** start RECORDS SHOWN **
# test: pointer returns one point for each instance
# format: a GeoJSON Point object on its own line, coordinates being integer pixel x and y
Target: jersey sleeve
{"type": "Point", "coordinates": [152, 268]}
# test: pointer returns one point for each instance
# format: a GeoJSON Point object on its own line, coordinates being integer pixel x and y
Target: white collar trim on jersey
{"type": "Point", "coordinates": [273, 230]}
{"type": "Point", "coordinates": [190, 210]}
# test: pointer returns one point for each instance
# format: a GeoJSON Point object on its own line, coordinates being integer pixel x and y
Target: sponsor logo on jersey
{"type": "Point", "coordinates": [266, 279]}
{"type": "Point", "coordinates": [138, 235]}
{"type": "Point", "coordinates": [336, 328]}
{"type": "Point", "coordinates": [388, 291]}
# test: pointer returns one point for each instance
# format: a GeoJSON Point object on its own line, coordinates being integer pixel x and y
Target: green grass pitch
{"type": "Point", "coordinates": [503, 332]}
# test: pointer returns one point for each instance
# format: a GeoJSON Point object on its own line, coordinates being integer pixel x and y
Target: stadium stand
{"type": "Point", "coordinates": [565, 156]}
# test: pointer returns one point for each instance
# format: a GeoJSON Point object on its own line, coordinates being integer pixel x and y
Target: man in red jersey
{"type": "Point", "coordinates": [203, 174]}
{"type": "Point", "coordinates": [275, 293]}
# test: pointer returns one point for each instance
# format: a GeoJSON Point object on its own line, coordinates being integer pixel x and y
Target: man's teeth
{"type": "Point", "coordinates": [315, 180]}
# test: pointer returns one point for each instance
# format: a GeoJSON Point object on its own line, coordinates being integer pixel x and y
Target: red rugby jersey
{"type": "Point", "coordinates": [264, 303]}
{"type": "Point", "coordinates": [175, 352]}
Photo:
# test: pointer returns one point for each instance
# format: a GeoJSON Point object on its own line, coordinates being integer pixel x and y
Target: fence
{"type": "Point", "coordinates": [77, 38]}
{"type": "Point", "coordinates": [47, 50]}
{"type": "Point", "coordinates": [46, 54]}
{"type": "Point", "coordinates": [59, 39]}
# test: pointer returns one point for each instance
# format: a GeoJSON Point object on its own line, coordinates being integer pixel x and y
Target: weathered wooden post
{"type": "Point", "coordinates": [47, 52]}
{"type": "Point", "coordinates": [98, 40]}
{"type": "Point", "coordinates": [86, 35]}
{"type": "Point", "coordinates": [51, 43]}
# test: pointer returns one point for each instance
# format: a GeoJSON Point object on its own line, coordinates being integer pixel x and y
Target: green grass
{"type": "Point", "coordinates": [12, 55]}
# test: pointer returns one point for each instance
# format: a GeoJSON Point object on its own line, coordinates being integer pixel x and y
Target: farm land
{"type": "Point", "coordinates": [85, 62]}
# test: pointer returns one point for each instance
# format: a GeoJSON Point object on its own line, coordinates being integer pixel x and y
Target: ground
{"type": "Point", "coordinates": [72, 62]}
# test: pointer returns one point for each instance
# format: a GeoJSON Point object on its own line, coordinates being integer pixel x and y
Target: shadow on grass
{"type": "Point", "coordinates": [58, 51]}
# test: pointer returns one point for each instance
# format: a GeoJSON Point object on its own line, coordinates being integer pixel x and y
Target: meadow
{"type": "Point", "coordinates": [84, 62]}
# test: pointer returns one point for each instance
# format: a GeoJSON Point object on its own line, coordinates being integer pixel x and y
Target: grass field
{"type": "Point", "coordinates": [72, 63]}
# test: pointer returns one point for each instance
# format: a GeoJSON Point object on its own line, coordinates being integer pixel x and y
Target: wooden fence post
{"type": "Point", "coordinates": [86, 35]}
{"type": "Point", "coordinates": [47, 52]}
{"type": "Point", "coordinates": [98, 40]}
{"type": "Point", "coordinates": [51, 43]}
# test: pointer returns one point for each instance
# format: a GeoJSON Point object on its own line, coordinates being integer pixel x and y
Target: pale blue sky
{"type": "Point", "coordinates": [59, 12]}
** end RECORDS SHOWN **
**EXERCISE BRIEF:** Locate each line in the lines above that contains the word "post", and copy every one of those lines.

**SOLUTION TO THE PROBLEM:**
Target: weathered wooden post
Target: wooden fence post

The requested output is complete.